--- Source text ---
Growing up on the continent, in Eswatini, and being in the closet, stories were what gave me possibility. I felt possible because I was reading about queer lives from across the world. I think we also have to remember that these stories, and the way they exist, provide possibility for people who might feel there is no hope for them.
Chinelo: That’s such a great point, because I think for me, coming out of the closet has not been a one-step, two-step announcement. It’s been a long journey of discovery and rediscovery, and seeing myself reflected in stories helped me see ways that I could take on stories for myself.
And I think that takes me into my next question, which is: when we see ourselves reflected in mainstream media, we are either villainous tempters trying to lure the morally upright into sin, or we are sidekicks who are only interested in sex. What kind of intentionality do you bring to your writing so that you can stray out of thosestereotyped boxes that have been established for us?
Zanta: I think for me, I have been very interested in writing queer characters who exist outside of exceptional trauma. I tend to avoid writing about the closet, not because I’m denying anyone else’s experience – I have also been in the closet, of course – but because I felt my calling in writing was to avoid those stories. I felt there were already enough stories about closet trauma about African people.
I’ve been more interested in domestic representations of queerness, emotional universes that feel normal, where queerness was seen as boring. I think adapting my writing to focus on a “boring” queer life allows me to centre narratives that are less about queerness as an identifying factor, and more about it being just one part of someone’s life. There’s so much more to their existence than just being queer, and that has helped me explore other themes. Of course, having a queer character is still an act of representation.
Trying to avoid stories of exceptional pain has been an interesting practice for me. People just don’t recognize those stories. I remember in a writing program, a tutor asked me, “Why isn’t the father mad that his son is gay?” And I just thought, That’s not the story I’m writing.
Kevin: I come from a place of imagining what love looks like in our African context. For me, that’s the important thing: to imagine what queer African love exists, where it is so normalized it could happen on a trotro or a matatu, or even at a kiosk.
I wrote a short story called “Salt in the Desert,” set in Djibouti. It was about two guys—one was a migrant crossing over to Yemen bumping into a tourist—and the attraction between them. My premise was to show that queer love can happen anywhere on the continent. I have to mention Rob Kimutai, who introduced me to imagining what queer love looks like in our context. His short story, “Man on the Bridge,” is so beautifully written. It’s about two guys in the closet who meet on a bridge, a cruising area. And I think that is the reality for many people—it really happens.
---
What the exercise asks
Reproduce the part of the interview excerpt on queer African storytelling from "Kevin: I come" to "at a kiosk.". The entries that come next are separate material and have no connection to the interview excerpt.
--- Data section ---
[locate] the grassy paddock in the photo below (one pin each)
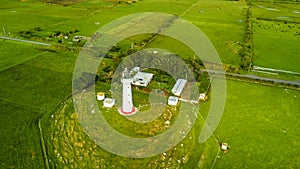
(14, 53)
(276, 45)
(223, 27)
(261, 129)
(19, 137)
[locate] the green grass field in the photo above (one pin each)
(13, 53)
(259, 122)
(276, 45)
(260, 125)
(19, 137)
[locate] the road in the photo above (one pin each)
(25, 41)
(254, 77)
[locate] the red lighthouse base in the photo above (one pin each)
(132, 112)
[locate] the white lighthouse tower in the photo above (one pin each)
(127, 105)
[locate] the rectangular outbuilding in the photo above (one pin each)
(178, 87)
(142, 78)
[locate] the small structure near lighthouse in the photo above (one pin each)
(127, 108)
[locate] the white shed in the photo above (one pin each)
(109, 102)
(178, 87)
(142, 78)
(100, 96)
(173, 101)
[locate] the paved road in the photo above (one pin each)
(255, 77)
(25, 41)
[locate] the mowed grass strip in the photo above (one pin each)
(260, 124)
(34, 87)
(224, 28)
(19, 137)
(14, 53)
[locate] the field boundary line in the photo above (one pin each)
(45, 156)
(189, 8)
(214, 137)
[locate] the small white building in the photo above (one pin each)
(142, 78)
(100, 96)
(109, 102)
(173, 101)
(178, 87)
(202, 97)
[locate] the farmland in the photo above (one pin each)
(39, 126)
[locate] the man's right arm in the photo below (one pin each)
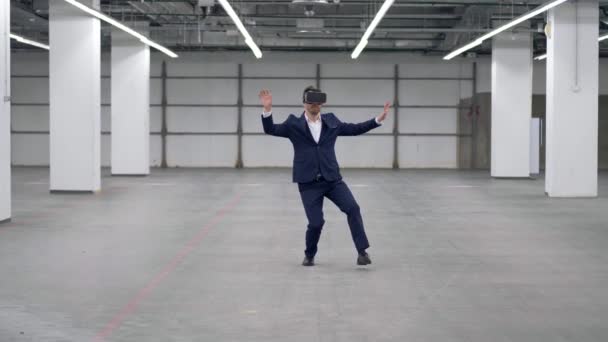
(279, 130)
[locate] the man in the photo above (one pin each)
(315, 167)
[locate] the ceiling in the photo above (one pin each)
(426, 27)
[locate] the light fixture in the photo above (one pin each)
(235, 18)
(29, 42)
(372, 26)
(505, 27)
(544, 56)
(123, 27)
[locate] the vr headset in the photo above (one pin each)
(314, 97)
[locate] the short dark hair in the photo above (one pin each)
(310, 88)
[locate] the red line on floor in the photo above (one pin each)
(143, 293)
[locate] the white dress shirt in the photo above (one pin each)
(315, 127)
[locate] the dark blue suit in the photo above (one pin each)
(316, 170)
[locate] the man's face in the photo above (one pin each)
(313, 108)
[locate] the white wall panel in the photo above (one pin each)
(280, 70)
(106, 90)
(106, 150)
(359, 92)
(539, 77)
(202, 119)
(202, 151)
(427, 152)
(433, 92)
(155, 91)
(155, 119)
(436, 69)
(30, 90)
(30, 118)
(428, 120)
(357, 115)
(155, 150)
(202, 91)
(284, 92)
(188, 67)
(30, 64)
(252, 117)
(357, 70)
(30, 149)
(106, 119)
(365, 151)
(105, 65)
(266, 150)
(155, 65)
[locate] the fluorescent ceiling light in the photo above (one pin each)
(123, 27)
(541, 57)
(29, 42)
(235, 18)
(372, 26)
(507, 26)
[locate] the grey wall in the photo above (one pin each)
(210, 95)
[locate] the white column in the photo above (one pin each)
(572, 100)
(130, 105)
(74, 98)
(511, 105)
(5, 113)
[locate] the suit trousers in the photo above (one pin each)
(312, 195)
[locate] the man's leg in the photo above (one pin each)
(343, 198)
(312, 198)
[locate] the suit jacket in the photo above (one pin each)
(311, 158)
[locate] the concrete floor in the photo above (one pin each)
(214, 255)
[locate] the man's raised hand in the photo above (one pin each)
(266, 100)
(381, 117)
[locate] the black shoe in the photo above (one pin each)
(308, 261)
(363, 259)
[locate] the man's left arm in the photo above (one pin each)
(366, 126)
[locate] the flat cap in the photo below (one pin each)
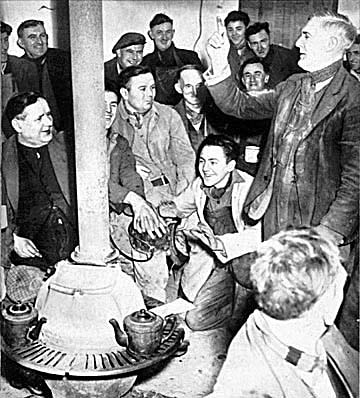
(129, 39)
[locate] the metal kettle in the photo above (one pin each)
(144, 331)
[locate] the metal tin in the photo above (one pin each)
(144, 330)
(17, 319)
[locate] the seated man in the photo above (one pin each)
---
Answer for the task
Kevin: I come from a place of imagining what love looks like in our African context. For me, that’s the important thing: to imagine what queer African love exists, where it is so normalized it could happen on a trotro or a matatu, or even at a kiosk.